═══ TEXTE FOURNI ═══

C'est pour cette raison que l'ensemble des concours de l'État aux collectivités locales progresseront comme l'inflation (+1,2 %). Les dotations (hors FCTVA) augmenteront de 0,6 %. Et c'est pour cette raison également que les collectivités territoriales doivent accepter d'ouvrir le débat sur leurs effectifs. Il ne peut pas y avoir, d'un côté, un Etat qui fait des efforts considérables de productivité et, de l'autre, une fonction publique territoriale qui voit ses effectifs augmenter de 3 % par an en moyenne. Entre 2000 et 2007, les effectifs des collectivités territoriales ont augmenté de 322 000 (hors loi de décentralisation).
3. Voilà, Mesdames et Messieurs, les fondements du budget 2010. Mais, me direz-vous, et après ? Quels sont les objectifs du Gouvernement en matière de finances publiques d'ici 2012 ? Et comment les atteindre.
Globalement, je conserve l'analyse que j'avais faite au moment du débat d'orientation budgétaire. Si nous poursuivons cette stratégie consistant à, d'un côté, favoriser le retour des recettes par la croissance et non par l'augmentation d'impôt, et, de l'autre, à tenir les dépenses, nous pouvons réduire de l'ordre de 1 point de PIB par an le déficit. Concrètement, un taux de croissance de 2,5 % à compter de 2011, et une progression des dépenses publiques de 1 % en volume nous permettra de réduire chaque année le déficit de 1 point. En 2001, l'amélioration pourrait être supérieure avec l'extinction du plan de relance et la disparition du surcoût de la TP. En 3 ans, le déficit public pourrait ainsi être réduit de 3,5 points et s'élever à 5 % en 2013.
La clé résidera bien évidemment d'abord dans notre capacité à accélérer la croissance, par la poursuite des réformes structurelles sur la croissance : autonomie des universités, réforme de la formation professionnelle, loi de modernisation de l'Economie, travail le dimanche, réforme de l'accompagnement de l'emploi, augmentation des moyens de l'enseignement supérieur et de la recherche, réforme fiscale, tout ceci soutiendra notre croissance.
De l'autre côté, notre capacité à tenir dans la durée une augmentation de la dépense publique limitée à 1 % par an en euros constants passe là encore par la poursuite des réformes structurelles sur la dépense. Les engagements pris par le Gouvernement pour cette année 2010 démontrent notre détermination. Nous avons notamment clairement indiqué que l'année 2010 sera celle du rendez-vous sur les retraites, de la mise en oeuvre de la réforme des collectivités territoriales, de la poursuite de la modernisation de notre système hospitalier, de la montée en puissance des réorganisations administratives (poursuite du 1 sur 2, État local, mise en place des bases de défense, carte judiciaire, fusion d'administrations centrales etc.).

═══

- _VOTRE OBJECTIF_: D'après le texte sur le budget 2010, de combien les dotations aux collectivités locales (hors FCTVA) augmenteront-elles ?

═══ DOCUMENTS SOURCES ═══

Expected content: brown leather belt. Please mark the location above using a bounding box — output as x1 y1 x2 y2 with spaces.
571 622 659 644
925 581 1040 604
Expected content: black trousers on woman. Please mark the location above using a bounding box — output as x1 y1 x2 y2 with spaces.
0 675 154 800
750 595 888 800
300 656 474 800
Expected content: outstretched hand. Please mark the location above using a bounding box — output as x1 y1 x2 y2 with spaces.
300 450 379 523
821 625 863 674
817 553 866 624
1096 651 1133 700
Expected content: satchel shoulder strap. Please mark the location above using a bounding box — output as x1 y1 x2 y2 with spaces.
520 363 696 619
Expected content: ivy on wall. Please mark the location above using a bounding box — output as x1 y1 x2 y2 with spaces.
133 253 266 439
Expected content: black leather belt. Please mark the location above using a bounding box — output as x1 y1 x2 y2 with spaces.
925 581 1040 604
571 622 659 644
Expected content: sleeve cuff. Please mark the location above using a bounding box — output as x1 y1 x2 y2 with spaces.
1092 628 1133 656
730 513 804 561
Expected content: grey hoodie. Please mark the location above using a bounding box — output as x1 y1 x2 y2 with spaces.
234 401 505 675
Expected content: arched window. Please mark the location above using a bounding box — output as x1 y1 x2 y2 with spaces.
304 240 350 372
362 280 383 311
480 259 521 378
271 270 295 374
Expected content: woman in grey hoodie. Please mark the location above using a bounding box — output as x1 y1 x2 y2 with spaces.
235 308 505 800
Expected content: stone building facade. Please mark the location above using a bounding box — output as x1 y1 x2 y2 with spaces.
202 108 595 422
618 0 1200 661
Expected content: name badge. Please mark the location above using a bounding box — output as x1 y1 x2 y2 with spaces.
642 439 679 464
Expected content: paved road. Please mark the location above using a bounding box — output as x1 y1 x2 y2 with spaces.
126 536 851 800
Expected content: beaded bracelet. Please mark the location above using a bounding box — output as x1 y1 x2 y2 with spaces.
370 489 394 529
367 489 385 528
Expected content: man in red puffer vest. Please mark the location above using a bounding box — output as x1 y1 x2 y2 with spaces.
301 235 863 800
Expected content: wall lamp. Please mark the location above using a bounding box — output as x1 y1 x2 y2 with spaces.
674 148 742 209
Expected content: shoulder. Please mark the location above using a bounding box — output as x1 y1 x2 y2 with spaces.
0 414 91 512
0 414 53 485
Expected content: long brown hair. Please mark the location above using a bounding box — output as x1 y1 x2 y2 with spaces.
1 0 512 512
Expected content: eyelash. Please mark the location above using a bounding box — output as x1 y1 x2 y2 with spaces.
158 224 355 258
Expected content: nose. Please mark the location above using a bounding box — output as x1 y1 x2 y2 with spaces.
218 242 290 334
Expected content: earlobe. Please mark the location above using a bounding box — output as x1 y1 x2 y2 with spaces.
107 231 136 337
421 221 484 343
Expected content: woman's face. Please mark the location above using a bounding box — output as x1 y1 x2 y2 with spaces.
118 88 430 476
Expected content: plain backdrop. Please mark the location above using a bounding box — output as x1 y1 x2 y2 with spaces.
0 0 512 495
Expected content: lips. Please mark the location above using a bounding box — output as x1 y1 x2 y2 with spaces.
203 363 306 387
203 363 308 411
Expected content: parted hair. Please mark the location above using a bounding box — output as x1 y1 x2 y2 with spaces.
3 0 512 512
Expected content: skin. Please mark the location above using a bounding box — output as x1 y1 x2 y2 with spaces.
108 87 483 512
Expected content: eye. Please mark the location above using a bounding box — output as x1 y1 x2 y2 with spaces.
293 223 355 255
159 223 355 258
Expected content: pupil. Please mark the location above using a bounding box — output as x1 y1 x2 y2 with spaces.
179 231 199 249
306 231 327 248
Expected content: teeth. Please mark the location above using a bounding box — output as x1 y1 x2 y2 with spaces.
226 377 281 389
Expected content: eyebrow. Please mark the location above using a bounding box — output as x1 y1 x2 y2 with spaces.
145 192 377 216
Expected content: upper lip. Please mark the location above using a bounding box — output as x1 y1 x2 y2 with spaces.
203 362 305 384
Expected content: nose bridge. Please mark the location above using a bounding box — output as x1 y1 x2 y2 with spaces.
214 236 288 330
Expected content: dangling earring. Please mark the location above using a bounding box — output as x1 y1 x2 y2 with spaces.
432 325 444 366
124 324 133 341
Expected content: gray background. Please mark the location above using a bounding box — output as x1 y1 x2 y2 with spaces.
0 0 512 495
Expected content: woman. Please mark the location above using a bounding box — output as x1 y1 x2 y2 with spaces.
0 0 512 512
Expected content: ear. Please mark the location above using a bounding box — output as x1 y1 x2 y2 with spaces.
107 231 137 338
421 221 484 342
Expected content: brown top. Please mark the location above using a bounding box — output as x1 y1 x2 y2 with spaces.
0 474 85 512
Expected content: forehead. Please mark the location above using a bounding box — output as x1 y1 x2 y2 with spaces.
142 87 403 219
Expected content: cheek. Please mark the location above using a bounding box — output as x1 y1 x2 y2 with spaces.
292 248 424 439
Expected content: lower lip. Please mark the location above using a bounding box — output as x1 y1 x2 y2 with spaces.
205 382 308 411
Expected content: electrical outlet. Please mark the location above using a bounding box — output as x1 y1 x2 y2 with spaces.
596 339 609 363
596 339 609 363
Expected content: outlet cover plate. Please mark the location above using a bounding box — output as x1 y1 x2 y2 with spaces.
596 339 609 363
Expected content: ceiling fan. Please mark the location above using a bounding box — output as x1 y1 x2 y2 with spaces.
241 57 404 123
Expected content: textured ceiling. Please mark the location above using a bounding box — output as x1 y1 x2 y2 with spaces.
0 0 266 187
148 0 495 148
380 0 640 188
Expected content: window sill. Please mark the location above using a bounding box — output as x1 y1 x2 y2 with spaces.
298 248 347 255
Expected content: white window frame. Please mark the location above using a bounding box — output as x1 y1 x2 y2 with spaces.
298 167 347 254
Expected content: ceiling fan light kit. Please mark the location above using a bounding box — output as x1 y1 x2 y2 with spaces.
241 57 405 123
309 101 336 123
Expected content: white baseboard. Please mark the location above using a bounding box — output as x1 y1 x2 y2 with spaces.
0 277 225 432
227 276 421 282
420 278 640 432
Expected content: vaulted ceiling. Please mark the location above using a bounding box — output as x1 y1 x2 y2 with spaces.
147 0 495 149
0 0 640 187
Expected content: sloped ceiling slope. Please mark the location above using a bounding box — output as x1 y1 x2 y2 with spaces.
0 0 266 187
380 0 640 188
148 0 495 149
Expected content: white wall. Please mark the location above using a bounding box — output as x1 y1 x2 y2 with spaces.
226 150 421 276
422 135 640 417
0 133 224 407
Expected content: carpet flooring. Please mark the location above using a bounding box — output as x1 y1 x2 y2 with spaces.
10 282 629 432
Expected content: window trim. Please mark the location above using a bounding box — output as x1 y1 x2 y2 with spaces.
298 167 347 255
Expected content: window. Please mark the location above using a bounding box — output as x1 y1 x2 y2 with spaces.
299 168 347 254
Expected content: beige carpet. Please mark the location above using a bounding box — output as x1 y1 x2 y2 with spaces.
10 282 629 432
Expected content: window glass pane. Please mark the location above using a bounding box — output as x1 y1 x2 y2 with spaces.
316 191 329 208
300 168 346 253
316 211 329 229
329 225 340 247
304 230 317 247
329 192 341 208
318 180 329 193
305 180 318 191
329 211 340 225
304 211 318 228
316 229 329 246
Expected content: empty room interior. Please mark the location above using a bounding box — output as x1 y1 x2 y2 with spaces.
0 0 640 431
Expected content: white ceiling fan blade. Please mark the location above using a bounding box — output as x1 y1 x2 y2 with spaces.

═══

- _RÉPONSE À L'EXERCICE_: Elles augmenteront de 0,6 %.